═══ MATERIAL PROVIDED
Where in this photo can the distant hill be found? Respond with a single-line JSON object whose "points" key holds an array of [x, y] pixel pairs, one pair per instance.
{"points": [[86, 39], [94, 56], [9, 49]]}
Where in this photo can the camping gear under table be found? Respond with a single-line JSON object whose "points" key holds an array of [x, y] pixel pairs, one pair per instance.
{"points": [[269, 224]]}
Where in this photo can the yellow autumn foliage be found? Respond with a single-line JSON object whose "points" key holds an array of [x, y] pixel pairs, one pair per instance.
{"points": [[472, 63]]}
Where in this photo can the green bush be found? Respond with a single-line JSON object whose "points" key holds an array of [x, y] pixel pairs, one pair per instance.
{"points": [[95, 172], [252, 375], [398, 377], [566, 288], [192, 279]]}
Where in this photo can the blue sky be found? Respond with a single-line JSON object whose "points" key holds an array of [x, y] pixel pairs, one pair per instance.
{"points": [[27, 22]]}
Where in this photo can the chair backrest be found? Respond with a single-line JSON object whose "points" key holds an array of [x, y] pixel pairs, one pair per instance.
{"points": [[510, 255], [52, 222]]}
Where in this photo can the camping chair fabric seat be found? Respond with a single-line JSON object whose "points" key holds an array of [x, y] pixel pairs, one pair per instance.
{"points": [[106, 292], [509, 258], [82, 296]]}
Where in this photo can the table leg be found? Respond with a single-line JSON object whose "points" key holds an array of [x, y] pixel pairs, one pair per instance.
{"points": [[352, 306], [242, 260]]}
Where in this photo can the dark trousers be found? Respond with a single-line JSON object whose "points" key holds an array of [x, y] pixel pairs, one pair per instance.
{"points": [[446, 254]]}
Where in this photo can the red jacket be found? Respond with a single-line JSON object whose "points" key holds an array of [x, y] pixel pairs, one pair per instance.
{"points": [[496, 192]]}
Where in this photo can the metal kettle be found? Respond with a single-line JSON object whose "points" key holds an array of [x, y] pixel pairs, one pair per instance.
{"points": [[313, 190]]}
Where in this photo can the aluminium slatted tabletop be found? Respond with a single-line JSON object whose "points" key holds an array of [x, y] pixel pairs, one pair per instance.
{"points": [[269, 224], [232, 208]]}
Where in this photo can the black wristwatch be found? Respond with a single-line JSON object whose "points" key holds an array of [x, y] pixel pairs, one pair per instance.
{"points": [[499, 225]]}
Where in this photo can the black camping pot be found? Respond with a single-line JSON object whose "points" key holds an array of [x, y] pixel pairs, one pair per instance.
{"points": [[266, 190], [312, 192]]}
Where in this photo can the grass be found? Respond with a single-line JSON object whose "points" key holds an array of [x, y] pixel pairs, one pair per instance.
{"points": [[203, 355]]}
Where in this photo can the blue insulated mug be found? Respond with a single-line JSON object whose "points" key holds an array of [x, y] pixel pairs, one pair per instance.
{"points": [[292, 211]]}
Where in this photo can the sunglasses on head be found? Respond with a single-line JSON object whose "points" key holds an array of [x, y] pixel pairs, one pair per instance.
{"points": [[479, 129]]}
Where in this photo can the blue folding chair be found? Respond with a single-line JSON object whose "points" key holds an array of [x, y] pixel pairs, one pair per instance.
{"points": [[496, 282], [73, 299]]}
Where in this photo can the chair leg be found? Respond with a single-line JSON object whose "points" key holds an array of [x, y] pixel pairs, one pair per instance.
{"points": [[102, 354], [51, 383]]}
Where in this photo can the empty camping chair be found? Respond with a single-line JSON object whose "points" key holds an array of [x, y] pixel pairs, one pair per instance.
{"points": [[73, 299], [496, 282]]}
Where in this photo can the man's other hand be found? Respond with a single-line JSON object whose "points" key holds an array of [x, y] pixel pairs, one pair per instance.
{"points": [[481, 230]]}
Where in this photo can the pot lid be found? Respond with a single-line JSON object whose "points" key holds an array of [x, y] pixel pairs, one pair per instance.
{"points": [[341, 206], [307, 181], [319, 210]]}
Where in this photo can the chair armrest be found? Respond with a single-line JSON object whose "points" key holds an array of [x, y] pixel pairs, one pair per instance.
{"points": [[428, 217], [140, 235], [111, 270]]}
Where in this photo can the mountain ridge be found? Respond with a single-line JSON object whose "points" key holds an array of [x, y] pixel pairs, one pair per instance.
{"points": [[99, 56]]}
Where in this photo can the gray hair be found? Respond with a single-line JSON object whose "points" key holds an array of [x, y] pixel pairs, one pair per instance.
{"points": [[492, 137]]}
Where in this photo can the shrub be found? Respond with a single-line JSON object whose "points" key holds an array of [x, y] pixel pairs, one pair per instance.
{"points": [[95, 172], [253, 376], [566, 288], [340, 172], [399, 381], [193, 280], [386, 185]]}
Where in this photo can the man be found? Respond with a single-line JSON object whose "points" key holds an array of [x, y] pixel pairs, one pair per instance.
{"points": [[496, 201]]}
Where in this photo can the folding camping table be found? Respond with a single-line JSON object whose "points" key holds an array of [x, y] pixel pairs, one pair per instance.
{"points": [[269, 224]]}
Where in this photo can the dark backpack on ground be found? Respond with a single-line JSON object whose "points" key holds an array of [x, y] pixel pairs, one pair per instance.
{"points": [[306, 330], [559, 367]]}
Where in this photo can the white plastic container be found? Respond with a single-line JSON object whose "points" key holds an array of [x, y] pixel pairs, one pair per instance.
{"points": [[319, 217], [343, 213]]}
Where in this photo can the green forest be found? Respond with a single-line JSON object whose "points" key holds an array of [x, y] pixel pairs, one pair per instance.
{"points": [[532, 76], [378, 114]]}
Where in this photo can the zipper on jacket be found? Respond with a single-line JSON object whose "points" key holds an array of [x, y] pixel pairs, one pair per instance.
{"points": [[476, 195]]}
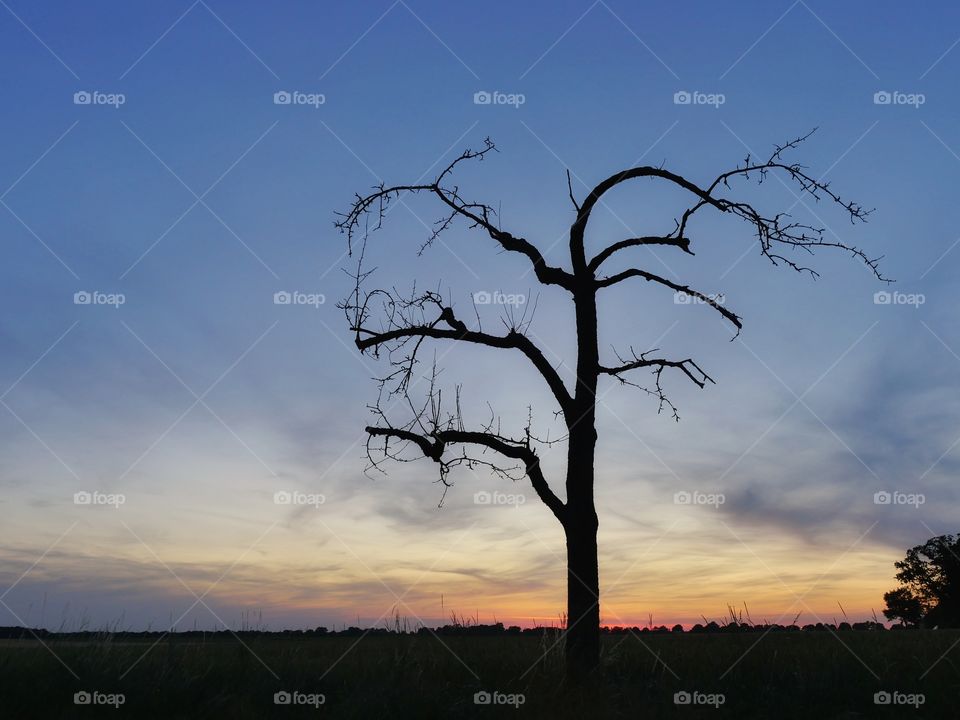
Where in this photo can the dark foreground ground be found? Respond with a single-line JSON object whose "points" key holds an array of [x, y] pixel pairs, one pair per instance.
{"points": [[779, 675]]}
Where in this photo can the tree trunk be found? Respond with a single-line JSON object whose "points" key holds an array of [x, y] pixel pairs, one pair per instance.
{"points": [[583, 593], [583, 579]]}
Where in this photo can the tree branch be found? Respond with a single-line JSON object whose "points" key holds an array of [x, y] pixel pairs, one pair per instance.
{"points": [[435, 444], [676, 287], [680, 242], [479, 215]]}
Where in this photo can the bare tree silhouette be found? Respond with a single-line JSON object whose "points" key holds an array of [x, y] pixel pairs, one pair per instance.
{"points": [[384, 321]]}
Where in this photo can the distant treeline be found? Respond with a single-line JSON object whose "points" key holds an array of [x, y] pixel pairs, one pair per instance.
{"points": [[14, 633]]}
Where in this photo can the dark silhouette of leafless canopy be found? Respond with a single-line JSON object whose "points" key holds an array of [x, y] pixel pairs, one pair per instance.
{"points": [[396, 326]]}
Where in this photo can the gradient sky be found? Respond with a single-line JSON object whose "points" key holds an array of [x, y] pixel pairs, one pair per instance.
{"points": [[199, 398]]}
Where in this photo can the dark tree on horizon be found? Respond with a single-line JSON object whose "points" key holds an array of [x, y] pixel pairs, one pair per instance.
{"points": [[384, 321], [929, 591]]}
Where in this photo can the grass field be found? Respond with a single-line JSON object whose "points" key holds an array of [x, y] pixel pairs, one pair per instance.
{"points": [[784, 675]]}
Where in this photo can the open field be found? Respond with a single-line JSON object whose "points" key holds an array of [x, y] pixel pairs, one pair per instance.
{"points": [[779, 675]]}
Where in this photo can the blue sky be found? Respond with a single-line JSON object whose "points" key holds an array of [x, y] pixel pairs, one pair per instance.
{"points": [[198, 398]]}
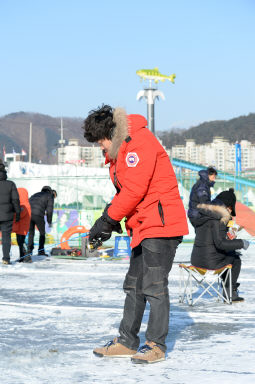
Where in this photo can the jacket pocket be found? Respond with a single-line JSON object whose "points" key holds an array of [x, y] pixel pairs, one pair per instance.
{"points": [[129, 283], [154, 282], [151, 215]]}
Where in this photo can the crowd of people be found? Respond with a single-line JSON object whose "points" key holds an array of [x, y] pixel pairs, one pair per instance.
{"points": [[19, 214], [147, 196]]}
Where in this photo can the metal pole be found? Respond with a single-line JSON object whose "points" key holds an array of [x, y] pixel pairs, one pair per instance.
{"points": [[30, 143]]}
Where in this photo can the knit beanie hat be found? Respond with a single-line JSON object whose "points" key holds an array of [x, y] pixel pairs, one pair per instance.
{"points": [[228, 198]]}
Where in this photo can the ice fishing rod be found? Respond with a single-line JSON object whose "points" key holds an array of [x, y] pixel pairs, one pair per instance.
{"points": [[93, 245]]}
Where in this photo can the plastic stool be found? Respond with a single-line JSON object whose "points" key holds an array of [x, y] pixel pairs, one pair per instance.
{"points": [[119, 250]]}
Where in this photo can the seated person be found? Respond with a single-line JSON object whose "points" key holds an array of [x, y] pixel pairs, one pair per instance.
{"points": [[201, 194], [212, 249], [21, 228]]}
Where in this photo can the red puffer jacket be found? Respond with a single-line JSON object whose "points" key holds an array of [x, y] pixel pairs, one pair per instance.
{"points": [[147, 191], [22, 226]]}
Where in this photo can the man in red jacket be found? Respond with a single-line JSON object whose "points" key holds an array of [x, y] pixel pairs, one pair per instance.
{"points": [[147, 195]]}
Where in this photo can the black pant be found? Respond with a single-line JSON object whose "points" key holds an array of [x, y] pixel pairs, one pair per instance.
{"points": [[21, 242], [147, 280], [40, 223], [6, 228]]}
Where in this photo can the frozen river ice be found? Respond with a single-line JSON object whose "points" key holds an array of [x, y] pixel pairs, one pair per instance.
{"points": [[54, 312]]}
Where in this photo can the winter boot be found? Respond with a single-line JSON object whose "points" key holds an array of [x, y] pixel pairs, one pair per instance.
{"points": [[235, 297], [149, 353], [114, 349], [27, 259], [41, 252]]}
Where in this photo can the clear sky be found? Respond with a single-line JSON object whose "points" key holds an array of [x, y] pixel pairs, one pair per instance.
{"points": [[66, 57]]}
══════
**WORK INSTRUCTION**
Write out the lines above from the one containing "Where in this photo can the plastic" through the last, exactly as they are.

**ANSWER BOX**
Where in this photo can the plastic stool be found? Respond with a single-line JSON object whose "points" key holds an array of [x, y] pixel pairs, one pair per instance.
{"points": [[119, 250]]}
Where in this photo can the seated person be found? Respond with a single-line JSON object whose "points" key holds an array of [x, y] pixel pairs, one pair per instance.
{"points": [[201, 194], [212, 249], [21, 228]]}
Where in this photo can the red puffer jacket be found? Respond with a single-line JSON object whose "points" key holds an array of [x, y] pixel pairs, one pair per instance.
{"points": [[147, 191], [22, 226]]}
Where in this photo can the man in red jacket be found? Respond with a single-line JSON object whose "points" key holds an array of [x, y] pixel pairs, one pair per instance.
{"points": [[147, 195]]}
Where in this photo can the black pant be found? Respond with a single-line JSON object whose "points" key holds an array of [x, y] pixel pairs, one pair per instance.
{"points": [[21, 242], [147, 280], [40, 223], [6, 228]]}
Where in this photo can the frozen river ice be found? Respond with a single-line JSON object whose "points" key holds an array of [x, y] pixel pairs, one pair per instance.
{"points": [[54, 312]]}
Where in this photo can the winter boot be found? Respond with a single-line JSON object whose "points" key holds an array of [x, y] pixel pairs, one pair per instance.
{"points": [[235, 297], [149, 353], [114, 349], [27, 259], [41, 252]]}
Where in this photo can the clear sky be found? Respond with a single-line JSON object whose "points" key holds an array of [x, y] pixel pairs, one pair per instance.
{"points": [[66, 57]]}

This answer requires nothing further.